- [Task to carry out]:
With pictures omitted, copy exactly the lines from the one containing "of the short" through the end of the records below.

[Source data]
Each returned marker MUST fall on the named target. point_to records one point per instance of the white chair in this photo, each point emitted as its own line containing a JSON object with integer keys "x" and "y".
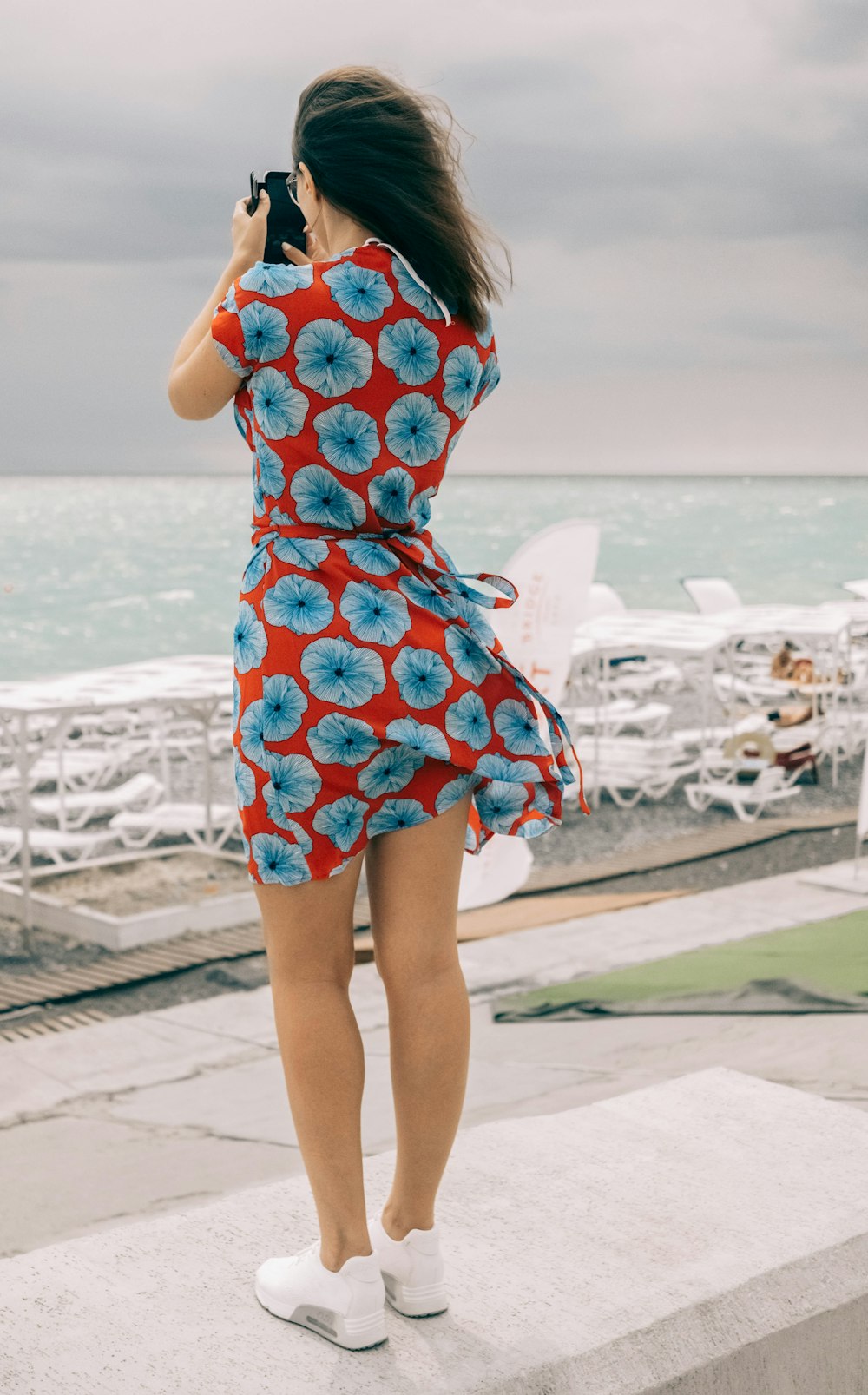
{"x": 138, "y": 829}
{"x": 615, "y": 716}
{"x": 634, "y": 767}
{"x": 711, "y": 593}
{"x": 551, "y": 572}
{"x": 57, "y": 845}
{"x": 746, "y": 801}
{"x": 75, "y": 811}
{"x": 500, "y": 869}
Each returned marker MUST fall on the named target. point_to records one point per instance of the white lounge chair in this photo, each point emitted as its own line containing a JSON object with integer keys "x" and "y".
{"x": 711, "y": 593}
{"x": 500, "y": 869}
{"x": 634, "y": 767}
{"x": 57, "y": 845}
{"x": 140, "y": 829}
{"x": 746, "y": 801}
{"x": 602, "y": 600}
{"x": 611, "y": 717}
{"x": 76, "y": 809}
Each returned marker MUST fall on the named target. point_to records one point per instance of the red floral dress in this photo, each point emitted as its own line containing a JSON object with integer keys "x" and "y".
{"x": 370, "y": 692}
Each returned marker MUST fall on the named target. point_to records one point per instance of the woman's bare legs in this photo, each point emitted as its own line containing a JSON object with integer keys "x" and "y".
{"x": 413, "y": 879}
{"x": 412, "y": 882}
{"x": 309, "y": 939}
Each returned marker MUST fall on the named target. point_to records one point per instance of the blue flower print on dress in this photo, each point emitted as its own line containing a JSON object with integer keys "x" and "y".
{"x": 373, "y": 614}
{"x": 454, "y": 791}
{"x": 409, "y": 351}
{"x": 259, "y": 498}
{"x": 341, "y": 820}
{"x": 252, "y": 727}
{"x": 256, "y": 569}
{"x": 542, "y": 801}
{"x": 339, "y": 740}
{"x": 516, "y": 723}
{"x": 278, "y": 861}
{"x": 248, "y": 641}
{"x": 390, "y": 770}
{"x": 416, "y": 430}
{"x": 245, "y": 783}
{"x": 342, "y": 673}
{"x": 461, "y": 376}
{"x": 500, "y": 767}
{"x": 279, "y": 408}
{"x": 348, "y": 438}
{"x": 266, "y": 332}
{"x": 472, "y": 614}
{"x": 413, "y": 293}
{"x": 331, "y": 360}
{"x": 466, "y": 721}
{"x": 241, "y": 420}
{"x": 293, "y": 780}
{"x": 498, "y": 804}
{"x": 397, "y": 813}
{"x": 284, "y": 705}
{"x": 277, "y": 815}
{"x": 420, "y": 508}
{"x": 360, "y": 292}
{"x": 231, "y": 360}
{"x": 490, "y": 378}
{"x": 271, "y": 468}
{"x": 426, "y": 596}
{"x": 319, "y": 498}
{"x": 470, "y": 659}
{"x": 277, "y": 280}
{"x": 300, "y": 551}
{"x": 420, "y": 735}
{"x": 422, "y": 677}
{"x": 390, "y": 494}
{"x": 299, "y": 604}
{"x": 369, "y": 556}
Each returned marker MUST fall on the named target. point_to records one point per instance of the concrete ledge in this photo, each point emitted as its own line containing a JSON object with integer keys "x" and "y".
{"x": 707, "y": 1236}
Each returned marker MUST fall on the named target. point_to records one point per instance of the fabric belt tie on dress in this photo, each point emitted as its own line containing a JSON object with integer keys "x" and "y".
{"x": 419, "y": 549}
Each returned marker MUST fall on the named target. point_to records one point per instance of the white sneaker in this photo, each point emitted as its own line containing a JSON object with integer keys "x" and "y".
{"x": 412, "y": 1270}
{"x": 346, "y": 1306}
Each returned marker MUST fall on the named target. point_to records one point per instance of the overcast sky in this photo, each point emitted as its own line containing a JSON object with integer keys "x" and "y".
{"x": 681, "y": 184}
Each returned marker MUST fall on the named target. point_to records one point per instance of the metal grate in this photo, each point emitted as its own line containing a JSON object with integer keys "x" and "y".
{"x": 46, "y": 1024}
{"x": 130, "y": 965}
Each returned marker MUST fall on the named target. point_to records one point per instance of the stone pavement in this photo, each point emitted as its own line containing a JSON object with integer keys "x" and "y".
{"x": 704, "y": 1234}
{"x": 170, "y": 1108}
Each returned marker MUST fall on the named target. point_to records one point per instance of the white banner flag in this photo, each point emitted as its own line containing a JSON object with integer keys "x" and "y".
{"x": 861, "y": 823}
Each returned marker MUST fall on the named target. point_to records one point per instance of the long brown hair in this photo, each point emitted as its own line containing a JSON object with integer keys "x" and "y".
{"x": 388, "y": 158}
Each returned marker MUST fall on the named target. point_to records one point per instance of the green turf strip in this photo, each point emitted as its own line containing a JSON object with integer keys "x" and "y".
{"x": 828, "y": 954}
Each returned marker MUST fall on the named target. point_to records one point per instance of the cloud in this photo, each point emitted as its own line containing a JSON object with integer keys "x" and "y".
{"x": 682, "y": 188}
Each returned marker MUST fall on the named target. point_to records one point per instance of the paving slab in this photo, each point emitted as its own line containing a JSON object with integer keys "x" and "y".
{"x": 705, "y": 1234}
{"x": 70, "y": 1175}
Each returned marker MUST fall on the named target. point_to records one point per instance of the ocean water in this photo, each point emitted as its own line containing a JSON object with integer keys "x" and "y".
{"x": 109, "y": 571}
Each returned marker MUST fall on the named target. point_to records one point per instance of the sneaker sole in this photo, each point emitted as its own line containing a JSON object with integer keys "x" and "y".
{"x": 424, "y": 1300}
{"x": 356, "y": 1334}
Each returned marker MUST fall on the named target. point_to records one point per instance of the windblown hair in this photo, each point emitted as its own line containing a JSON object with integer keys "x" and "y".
{"x": 388, "y": 158}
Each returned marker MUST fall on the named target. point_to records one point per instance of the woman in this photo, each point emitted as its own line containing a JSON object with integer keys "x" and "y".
{"x": 377, "y": 716}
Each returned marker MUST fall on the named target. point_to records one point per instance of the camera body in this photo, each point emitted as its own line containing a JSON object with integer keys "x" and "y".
{"x": 285, "y": 218}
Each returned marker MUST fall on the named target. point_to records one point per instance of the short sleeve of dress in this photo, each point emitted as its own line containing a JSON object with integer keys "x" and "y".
{"x": 227, "y": 333}
{"x": 491, "y": 372}
{"x": 250, "y": 324}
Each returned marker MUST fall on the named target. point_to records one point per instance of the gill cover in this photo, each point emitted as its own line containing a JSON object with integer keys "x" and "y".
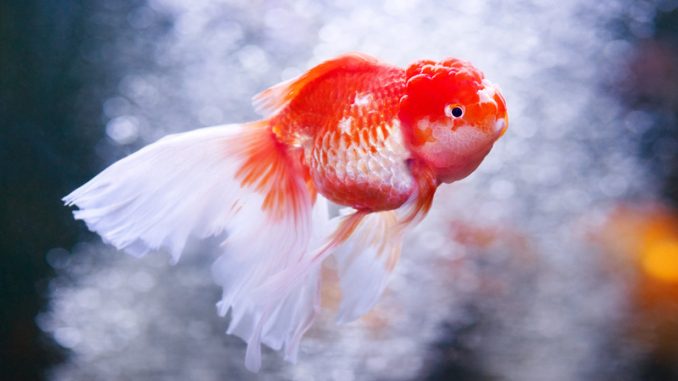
{"x": 450, "y": 116}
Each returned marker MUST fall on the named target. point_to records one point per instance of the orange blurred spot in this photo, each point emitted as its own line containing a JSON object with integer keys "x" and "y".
{"x": 660, "y": 260}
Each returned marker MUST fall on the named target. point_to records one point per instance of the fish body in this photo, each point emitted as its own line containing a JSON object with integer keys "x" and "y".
{"x": 363, "y": 134}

- [Solution to this exercise]:
Each returned marker MUST fall on the named target. point_to records one point per instance of the short sleeve of dress in this photo, each point emitted as its own line containing a JSON object with integer keys "x" and "y".
{"x": 227, "y": 333}
{"x": 491, "y": 372}
{"x": 250, "y": 324}
Each returned marker MUST fall on the named target. point_to records one point per instance of the gill cover in this photo, each point emitted as its own line containing a JSON object with integer keys "x" and "y".
{"x": 450, "y": 116}
Each returned marker MUST fall on the named target. point_to records one point per instance of the orange blurred spot in this photo, each point emitted as its own line containing a JSON object with integer keys "x" and "y".
{"x": 660, "y": 260}
Each returned marker MUST fall on the named target. point_to records one point per instance of the fish body in this photo, each point emitted as its own line containing a JSON object with integer keys "x" and "y".
{"x": 363, "y": 134}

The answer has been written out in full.